> **Исходные строки**:
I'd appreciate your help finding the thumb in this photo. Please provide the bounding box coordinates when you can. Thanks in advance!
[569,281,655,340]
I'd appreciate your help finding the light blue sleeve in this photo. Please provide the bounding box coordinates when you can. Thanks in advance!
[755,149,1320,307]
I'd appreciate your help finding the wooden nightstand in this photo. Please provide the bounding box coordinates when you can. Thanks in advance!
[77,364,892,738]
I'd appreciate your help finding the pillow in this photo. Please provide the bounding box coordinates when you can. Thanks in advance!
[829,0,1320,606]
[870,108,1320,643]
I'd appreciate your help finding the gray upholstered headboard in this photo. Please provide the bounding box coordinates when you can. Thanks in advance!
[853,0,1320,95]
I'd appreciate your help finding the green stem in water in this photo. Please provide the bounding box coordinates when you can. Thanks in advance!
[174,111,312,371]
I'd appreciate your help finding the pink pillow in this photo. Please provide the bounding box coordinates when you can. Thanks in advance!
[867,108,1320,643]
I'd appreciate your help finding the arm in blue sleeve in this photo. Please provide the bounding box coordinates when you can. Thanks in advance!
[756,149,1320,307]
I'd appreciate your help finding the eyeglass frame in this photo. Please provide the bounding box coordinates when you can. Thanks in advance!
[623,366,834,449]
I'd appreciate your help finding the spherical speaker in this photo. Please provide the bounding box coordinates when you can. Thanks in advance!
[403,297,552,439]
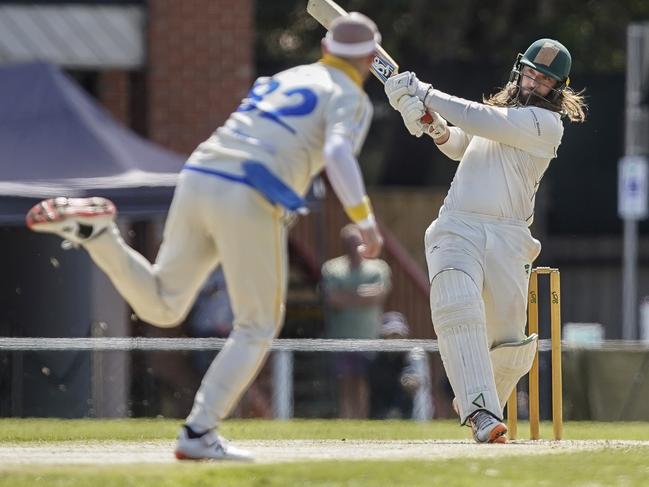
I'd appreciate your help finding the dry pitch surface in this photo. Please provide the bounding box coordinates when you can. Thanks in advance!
[0,440,649,467]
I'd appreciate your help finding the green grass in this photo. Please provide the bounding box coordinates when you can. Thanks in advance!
[0,448,649,487]
[0,419,649,443]
[0,419,649,487]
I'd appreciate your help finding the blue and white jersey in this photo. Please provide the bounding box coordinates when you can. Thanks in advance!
[188,58,372,198]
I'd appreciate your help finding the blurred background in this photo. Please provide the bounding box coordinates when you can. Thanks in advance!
[0,0,649,426]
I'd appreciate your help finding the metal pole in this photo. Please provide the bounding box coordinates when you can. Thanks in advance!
[273,350,293,419]
[619,23,649,340]
[622,218,638,340]
[410,348,433,421]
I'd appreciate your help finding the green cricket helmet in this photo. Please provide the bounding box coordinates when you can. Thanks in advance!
[509,39,572,104]
[512,39,572,90]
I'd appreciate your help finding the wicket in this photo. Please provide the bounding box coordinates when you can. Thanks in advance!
[507,267,563,440]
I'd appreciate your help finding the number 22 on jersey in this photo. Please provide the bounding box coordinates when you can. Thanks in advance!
[237,77,318,134]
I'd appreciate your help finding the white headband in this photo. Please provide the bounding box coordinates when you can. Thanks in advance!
[325,32,381,57]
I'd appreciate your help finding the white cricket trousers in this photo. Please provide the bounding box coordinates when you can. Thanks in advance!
[85,171,287,431]
[425,211,541,347]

> **Что требуется**:
Можете слово в слово повторить все строки выше, пропустив изображения?

> **Готовый ответ**:
I'd appreciate your help finding the thumb in this photo. Please provide the bounding box coordinates when you can. Thanks in advance!
[569,281,655,340]
I'd appreciate your help finding the light blue sleeve in this photo. Please provide the bounding box coordinates when you can. Thanks in advance!
[755,149,1320,307]
I'd appreciate your help finding the wooden nightstand in this photo. Please provide the bounding box coordinates when you can. Thanks in advance!
[77,364,892,738]
I'd appreciate your help finding the pillow in this photo. Please provide the bounding box coordinates when you can. Thanks in advance!
[829,0,1320,606]
[870,108,1320,643]
I'd appreciate your help finding the gray upholstered headboard in this photo. Please provide the bounding box coordinates when you can. Thanks in advance!
[853,0,1320,95]
I'd appreciate your help finding the green stem in water in this photo. Please provide the bounding box coordinates when you can. Thanks in advance!
[174,111,312,371]
I'd appreciate your help finding the pink pillow in this photo. Please provide the bounding box coordinates when you can. Thanks in advance!
[867,108,1320,643]
I'd appreciate your help finding the arm in blue sleeve in this photo. Please provide the bounding box coordinates when you can. Thanks in advance!
[756,149,1320,307]
I'd appreciate your help finding the eyeglass frame in this photo. Please provide the bounding box coordinates when you can. Thanks in advance!
[623,366,834,449]
I'd appreciate your help finding the spherical speaker in this photo. Please provide the bounding box coordinates when you can. Thanks in advance!
[403,297,552,439]
I'd appreciate your help finding the dry pitch surface in this photo. Please provide the bounding box coordinates when you can. Thanks in advance!
[0,440,649,467]
I'd appreciate your help finding the green grass in this photo. Please provide the bounding box coordinates when you can. Thanks in advance!
[0,448,649,487]
[0,419,649,443]
[0,419,649,487]
I'd appreciate your help finding the blue and white jersey in this photo. Please provide the bounding box coordinates when you can. Thanks in advance!
[188,58,372,198]
I'd appreciate your help finding the blurred background in this photo. Please provide the bounding box coordinates when you can. Thanks in advance!
[0,0,649,426]
I'd appreciate your help finding the metal pole in this photo. Please provide the bounding box coordinates when you can. Thanks in advance!
[273,350,293,419]
[619,23,649,340]
[622,218,638,340]
[410,348,433,421]
I'd appreciate your help finding the green cricket helmet in this photo. Please provide the bounding box coordinates when you can. Thanks in advance!
[509,39,572,104]
[512,39,572,90]
I'd appreciate your help finding the wicket in this photo. Please provide the bounding box coordinates when you can. Thanks in advance!
[507,267,563,440]
I'd appreciate your help finding the number 22 on jersey in this photo. Please provide the bounding box coordinates when you can. Thanks in advance!
[237,77,318,134]
I'd appreciate your help finding the white headband in this photo. Please provide the bounding box coordinates when you can. Thanks in advance!
[325,32,381,57]
I'd appreciate your help finding the white cricket trousers in this photo. Please provide the bounding box coordinates when you can. Thanks in advance!
[85,171,287,431]
[425,211,541,347]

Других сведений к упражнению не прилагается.